▶ _REQUIRED WORK_: Reproduce all of the material below word for word, leaving out the pictures.

Recorded data

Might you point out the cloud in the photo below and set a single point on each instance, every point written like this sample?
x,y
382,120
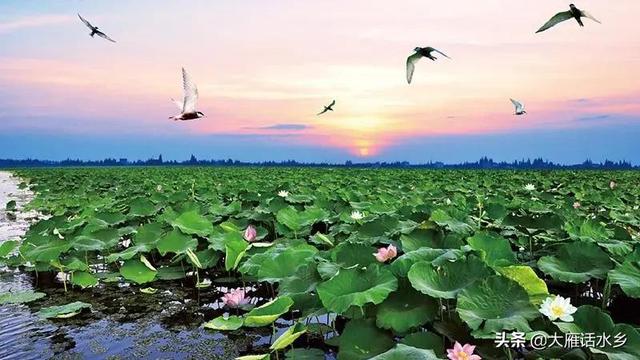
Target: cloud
x,y
295,127
33,22
593,117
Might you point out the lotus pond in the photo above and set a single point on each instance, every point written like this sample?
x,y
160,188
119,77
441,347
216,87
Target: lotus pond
x,y
273,263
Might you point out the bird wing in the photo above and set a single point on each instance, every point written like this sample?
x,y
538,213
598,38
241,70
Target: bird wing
x,y
179,104
86,22
103,35
517,104
558,18
411,65
190,93
441,53
589,16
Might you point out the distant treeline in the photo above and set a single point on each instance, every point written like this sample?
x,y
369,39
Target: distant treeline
x,y
483,163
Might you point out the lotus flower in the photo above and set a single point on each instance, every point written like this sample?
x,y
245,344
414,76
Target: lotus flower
x,y
386,254
357,215
558,308
462,352
235,298
250,233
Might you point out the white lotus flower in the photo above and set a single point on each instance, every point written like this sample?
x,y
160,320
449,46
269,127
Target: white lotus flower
x,y
558,308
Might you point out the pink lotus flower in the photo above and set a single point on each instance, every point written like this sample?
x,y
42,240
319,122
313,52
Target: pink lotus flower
x,y
235,298
460,352
386,254
250,233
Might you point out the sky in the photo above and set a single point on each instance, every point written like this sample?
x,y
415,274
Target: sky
x,y
264,69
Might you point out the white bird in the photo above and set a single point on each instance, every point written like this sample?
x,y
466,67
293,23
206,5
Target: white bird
x,y
94,30
328,108
572,13
188,104
420,53
519,107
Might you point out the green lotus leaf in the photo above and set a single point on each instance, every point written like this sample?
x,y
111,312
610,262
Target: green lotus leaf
x,y
298,220
361,340
75,264
288,337
442,218
280,266
496,303
529,280
268,313
355,287
304,354
448,280
97,240
403,263
11,206
494,249
404,352
7,247
171,273
141,207
576,262
229,323
83,279
425,340
235,249
254,357
421,238
20,297
136,271
548,221
627,275
378,229
46,252
405,309
148,233
110,218
591,320
63,311
590,230
130,252
192,223
349,254
176,242
208,258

▶ _RESPONSE TO THIS EXERCISE_:
Might you point out the cloud in the photo below and set a single point on each instance, every point written like this sample?
x,y
382,120
Target: cloud
x,y
295,127
33,22
593,117
Might you point out the lotus pond in the photo above and set a single point on each instance, every point written like this sample?
x,y
160,188
119,77
441,347
216,87
Target: lotus pond
x,y
273,263
Might you point out the bird wing in the photo above and set a single point on each instance, every point written like this sample?
x,y
538,213
598,38
241,70
Target: bird wing
x,y
179,104
86,22
103,35
517,104
558,18
411,65
190,93
441,53
589,16
Might you point out the distant treeline in the photo above and set a single point on each instance, every point written like this sample?
x,y
369,39
Target: distant treeline
x,y
483,163
Might you point out the lotus flower in the photo above and set a single point on each instance, every point written like this sample?
x,y
245,344
414,76
Target: lotus flower
x,y
386,254
357,215
558,308
462,352
235,298
250,233
Might you point out the white lotus flower in the photo above and set a single point on each instance, every point written like this sample?
x,y
160,320
449,46
269,127
Target: white lotus flower
x,y
558,308
Might you point out the pink lotus flower in the photo above and set a single point on each instance, every point written like this sample?
x,y
42,240
319,122
313,52
Target: pink lotus flower
x,y
235,298
460,352
386,254
250,233
Might you point out the sky in the photo above and set a single point on each instance, every point written like this sample?
x,y
415,274
Target: sky
x,y
264,69
Might you point out the white bird in the photo above and set a single point on each instance, every point written like this sample?
x,y
466,67
293,23
206,5
Target: white bird
x,y
94,30
328,108
572,13
188,104
420,53
519,107
Might you point out the green lotus leaf in the photo above and set a single point on each instance, every point written like this sample?
x,y
111,312
610,262
Target: green lotus leaf
x,y
298,220
361,340
75,264
288,337
442,218
280,266
496,303
529,280
268,313
355,287
304,354
448,280
97,240
403,263
11,206
494,249
404,352
7,247
171,273
141,207
576,262
229,323
83,279
425,340
235,249
254,357
421,238
20,297
136,271
548,221
627,275
378,229
46,252
405,309
148,233
110,218
591,320
63,311
590,230
130,252
192,223
349,254
176,242
208,258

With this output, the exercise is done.